— Supplied data —
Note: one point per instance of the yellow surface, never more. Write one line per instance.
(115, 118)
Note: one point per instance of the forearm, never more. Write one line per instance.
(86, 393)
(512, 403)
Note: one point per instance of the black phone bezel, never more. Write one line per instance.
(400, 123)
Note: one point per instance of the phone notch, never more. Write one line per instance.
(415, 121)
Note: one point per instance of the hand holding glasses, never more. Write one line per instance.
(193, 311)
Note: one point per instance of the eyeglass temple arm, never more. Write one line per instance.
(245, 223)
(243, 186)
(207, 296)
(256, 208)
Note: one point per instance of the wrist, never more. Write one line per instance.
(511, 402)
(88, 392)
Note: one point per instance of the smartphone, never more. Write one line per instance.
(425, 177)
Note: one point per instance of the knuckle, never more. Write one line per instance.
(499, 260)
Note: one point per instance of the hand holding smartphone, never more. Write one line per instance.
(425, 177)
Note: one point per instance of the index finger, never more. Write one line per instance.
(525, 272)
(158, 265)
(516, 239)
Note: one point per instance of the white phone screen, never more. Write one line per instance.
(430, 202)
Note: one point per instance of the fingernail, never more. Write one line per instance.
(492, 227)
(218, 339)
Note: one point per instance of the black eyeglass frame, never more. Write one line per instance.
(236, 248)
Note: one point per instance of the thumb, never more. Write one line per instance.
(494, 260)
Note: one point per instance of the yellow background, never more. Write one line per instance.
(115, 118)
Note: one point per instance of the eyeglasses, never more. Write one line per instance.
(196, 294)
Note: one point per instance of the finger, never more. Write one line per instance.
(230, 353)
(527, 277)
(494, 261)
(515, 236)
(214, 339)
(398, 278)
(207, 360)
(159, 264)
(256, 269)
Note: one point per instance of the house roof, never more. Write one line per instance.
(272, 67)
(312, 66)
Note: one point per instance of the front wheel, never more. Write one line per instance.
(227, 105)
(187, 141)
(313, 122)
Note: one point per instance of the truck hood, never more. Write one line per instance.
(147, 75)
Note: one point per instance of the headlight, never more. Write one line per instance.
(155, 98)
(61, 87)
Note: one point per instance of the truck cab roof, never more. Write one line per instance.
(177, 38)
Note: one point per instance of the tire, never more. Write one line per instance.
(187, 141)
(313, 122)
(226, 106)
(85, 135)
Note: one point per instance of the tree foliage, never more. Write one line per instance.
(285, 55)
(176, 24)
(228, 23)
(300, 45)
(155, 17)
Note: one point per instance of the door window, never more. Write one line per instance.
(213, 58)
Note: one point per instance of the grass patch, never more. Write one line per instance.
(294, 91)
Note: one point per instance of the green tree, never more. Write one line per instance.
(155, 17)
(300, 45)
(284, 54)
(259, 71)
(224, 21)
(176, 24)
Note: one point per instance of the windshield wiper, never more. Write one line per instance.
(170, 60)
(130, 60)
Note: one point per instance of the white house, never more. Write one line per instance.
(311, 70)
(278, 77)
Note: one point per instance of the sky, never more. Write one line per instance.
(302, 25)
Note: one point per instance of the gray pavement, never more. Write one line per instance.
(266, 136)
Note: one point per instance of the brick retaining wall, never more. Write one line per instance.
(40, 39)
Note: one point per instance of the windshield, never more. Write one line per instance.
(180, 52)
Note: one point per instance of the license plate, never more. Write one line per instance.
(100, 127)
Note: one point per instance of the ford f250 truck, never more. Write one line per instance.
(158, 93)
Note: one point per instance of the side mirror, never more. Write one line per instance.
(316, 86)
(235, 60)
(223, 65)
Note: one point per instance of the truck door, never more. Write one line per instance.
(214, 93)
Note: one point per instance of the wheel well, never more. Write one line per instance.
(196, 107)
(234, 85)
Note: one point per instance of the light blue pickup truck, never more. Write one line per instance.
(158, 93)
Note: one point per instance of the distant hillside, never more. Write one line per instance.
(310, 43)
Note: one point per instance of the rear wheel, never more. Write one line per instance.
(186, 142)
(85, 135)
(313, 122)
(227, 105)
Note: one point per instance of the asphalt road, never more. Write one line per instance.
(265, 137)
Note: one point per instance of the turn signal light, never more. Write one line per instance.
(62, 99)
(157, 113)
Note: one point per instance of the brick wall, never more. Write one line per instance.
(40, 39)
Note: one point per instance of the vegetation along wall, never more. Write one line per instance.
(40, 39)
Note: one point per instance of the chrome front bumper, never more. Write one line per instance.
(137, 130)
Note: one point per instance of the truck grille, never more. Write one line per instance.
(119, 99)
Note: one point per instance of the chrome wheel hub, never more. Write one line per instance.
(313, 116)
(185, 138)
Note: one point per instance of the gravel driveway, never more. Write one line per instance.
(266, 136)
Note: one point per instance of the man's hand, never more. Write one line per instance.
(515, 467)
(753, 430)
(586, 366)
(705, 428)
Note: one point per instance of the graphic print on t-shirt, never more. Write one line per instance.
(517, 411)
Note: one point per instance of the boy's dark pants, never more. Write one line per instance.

— Do this —
Begin with the line that contains "Note: one point per instance of the vegetation" and quote each line after it exactly, stopping after the last line of the data.

— Solved problem —
Note: one point per instance of the vegetation along wall, never more. Write one line per instance.
(40, 39)
Note: one point per instance of the chrome front bumper, never more. Write one line per instance.
(137, 130)
Note: one point per instance of the truck grille, never more. Write one line per instance.
(119, 99)
Note: one point per instance of the chrome wheel hub, never more. Write one line per instance.
(313, 116)
(185, 138)
Note: one point per instance of the gravel driveway, never more. Write one line per instance.
(266, 136)
Note: one point per instance of the man's hand, never more. Write one line per instance.
(515, 467)
(753, 430)
(586, 366)
(705, 428)
Note: one point per instance of the graphic print on t-shirt, never more. Write one line per instance.
(517, 411)
Note: one point per instance of the boy's dark pants, never more. Write one line per instance.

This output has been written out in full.